------ Records for this task
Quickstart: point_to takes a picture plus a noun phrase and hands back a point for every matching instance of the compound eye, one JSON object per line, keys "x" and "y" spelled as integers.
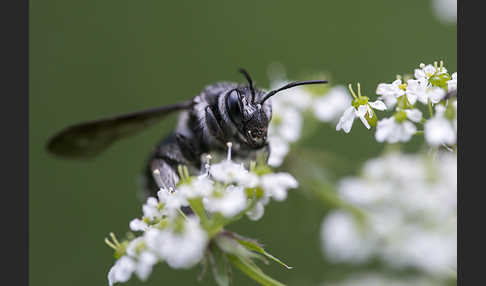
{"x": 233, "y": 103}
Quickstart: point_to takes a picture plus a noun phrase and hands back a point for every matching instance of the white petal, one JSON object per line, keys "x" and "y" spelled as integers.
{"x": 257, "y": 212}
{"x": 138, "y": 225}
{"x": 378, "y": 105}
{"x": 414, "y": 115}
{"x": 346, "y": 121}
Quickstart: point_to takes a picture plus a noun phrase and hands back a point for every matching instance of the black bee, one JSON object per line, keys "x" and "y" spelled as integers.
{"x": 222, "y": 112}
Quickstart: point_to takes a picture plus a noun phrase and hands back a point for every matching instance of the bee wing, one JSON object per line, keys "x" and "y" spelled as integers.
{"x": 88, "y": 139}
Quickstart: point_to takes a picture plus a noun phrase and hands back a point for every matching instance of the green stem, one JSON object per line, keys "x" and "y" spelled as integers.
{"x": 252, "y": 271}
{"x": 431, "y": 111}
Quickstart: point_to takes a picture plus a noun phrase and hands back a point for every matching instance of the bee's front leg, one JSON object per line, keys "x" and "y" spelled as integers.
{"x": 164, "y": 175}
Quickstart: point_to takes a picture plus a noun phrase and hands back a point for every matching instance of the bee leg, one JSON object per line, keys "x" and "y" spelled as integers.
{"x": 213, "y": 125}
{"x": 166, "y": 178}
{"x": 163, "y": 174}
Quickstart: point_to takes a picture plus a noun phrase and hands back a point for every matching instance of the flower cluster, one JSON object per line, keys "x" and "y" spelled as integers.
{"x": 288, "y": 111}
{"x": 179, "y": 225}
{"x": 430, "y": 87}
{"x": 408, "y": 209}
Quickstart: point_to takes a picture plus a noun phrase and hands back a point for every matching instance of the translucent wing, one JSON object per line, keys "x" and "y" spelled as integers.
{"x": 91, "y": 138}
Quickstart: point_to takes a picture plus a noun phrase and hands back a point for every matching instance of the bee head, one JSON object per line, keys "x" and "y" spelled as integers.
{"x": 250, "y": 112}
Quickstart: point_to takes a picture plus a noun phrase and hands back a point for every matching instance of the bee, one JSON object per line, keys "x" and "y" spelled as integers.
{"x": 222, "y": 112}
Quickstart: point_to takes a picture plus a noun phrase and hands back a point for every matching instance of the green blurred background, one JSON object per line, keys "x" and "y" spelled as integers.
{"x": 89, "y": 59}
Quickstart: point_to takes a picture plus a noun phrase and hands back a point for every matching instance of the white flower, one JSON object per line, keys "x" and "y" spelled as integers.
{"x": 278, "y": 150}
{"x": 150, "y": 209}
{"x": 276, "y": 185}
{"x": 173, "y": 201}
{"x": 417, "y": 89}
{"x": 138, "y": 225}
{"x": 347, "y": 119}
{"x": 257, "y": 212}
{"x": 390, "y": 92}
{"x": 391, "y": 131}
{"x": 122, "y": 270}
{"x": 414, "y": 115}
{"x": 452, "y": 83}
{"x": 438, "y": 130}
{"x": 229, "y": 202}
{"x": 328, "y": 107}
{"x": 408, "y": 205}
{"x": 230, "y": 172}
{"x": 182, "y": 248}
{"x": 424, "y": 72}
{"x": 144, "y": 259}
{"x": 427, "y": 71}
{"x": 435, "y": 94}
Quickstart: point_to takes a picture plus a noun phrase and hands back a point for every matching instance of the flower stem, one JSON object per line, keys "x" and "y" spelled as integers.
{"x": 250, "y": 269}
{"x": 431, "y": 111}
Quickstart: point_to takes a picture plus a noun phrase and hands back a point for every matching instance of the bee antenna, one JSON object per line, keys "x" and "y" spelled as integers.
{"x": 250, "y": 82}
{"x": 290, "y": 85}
------------
Aim: Leave out the pictures and transcribe everything else exactly.

Written answer:
Quickstart: point_to takes a picture plus a noun phrase and hands back a point for every matching instance of the compound eye, one JSON object per line, keys "x" and "y" spelled as integers.
{"x": 233, "y": 103}
Quickstart: point_to takes a picture plus a noun phrase and hands back a point for every matching instance of the white petal, one JSON object per line, keys "x" and "y" spelled as integers.
{"x": 257, "y": 212}
{"x": 138, "y": 225}
{"x": 378, "y": 105}
{"x": 414, "y": 115}
{"x": 346, "y": 121}
Quickstart: point_to takes a picture plus a noun phrase and hands back a point for every matching instance of the black bee, one JSON object per line, keys "x" and "y" spelled as integers.
{"x": 222, "y": 112}
Quickstart: point_to takes a picture plus a noun phrase and hands back a point for every matching instance of the bee wing, one JSON object per line, keys "x" and "y" spelled as integers.
{"x": 88, "y": 139}
Quickstart: point_to takes a picture plus a noun phrase and hands back a point for every matching instance of the green stem, one JSON object per line, keys "x" and "y" spelled as integers.
{"x": 252, "y": 271}
{"x": 431, "y": 111}
Quickstart: point_to takes a picture plus a noun phrase and hands back a point for every matching instance of the bee's front leg, one JSON object per line, keys "x" and "y" spelled as integers.
{"x": 164, "y": 175}
Quickstart: point_to takes a picture plus a noun phrase and hands back a point for every matching instance of the bee leg, one JSON object per line, keys "x" and "y" spelled as integers.
{"x": 213, "y": 125}
{"x": 166, "y": 178}
{"x": 163, "y": 174}
Quickstart: point_to takes a picture plus a noun phrase and hands back a point for every matching instance of the flower cluster, one JSON object per line, keys "x" and "y" spelled as integers.
{"x": 288, "y": 111}
{"x": 179, "y": 225}
{"x": 430, "y": 87}
{"x": 408, "y": 209}
Quickstart: point_to takes a picture plus a noun phrase and hands back a point for every matching instance of the translucent wing, one JSON object per line, keys "x" and "y" spelled as integers.
{"x": 91, "y": 138}
Quickstart: point_to takes a picture plus a noun phrase and hands back a point for every matching instance of the bee head, one JSON object per line, keys "x" and "y" spelled as integers.
{"x": 250, "y": 112}
Quickstart: point_to takes a picture plus a noun phrase and hands back a point for every matching instance of the bee, one JSON object per line, keys "x" and "y" spelled as integers.
{"x": 222, "y": 112}
Quickstart: point_to takes a picture plus a noun phrase and hands back a point for every matching instance of the green blurred background, one JSON object per line, keys "x" and "y" spelled as integers.
{"x": 89, "y": 59}
Quickstart: point_to takes a picture plus a noun phrase and hands back a point for every matching instance of the white flower, one JSON object per line, keys "x" and "y" spelled as integers.
{"x": 278, "y": 150}
{"x": 150, "y": 209}
{"x": 276, "y": 185}
{"x": 173, "y": 201}
{"x": 417, "y": 89}
{"x": 138, "y": 225}
{"x": 347, "y": 119}
{"x": 257, "y": 212}
{"x": 390, "y": 92}
{"x": 391, "y": 131}
{"x": 122, "y": 270}
{"x": 414, "y": 115}
{"x": 452, "y": 83}
{"x": 438, "y": 130}
{"x": 229, "y": 202}
{"x": 328, "y": 107}
{"x": 408, "y": 205}
{"x": 230, "y": 172}
{"x": 182, "y": 248}
{"x": 424, "y": 72}
{"x": 144, "y": 259}
{"x": 427, "y": 71}
{"x": 435, "y": 94}
Quickstart: point_to takes a picture plus a noun phrase and hands back a point for every matching instance of the flower stem, one JSON object per line, keys "x" and "y" spelled as integers.
{"x": 250, "y": 269}
{"x": 431, "y": 111}
Quickstart: point_to takes a picture plus a noun phrase and hands back a point for every matching instance of the bee antenna, one JSON object per line, keys "x" and "y" spelled as integers.
{"x": 250, "y": 82}
{"x": 290, "y": 85}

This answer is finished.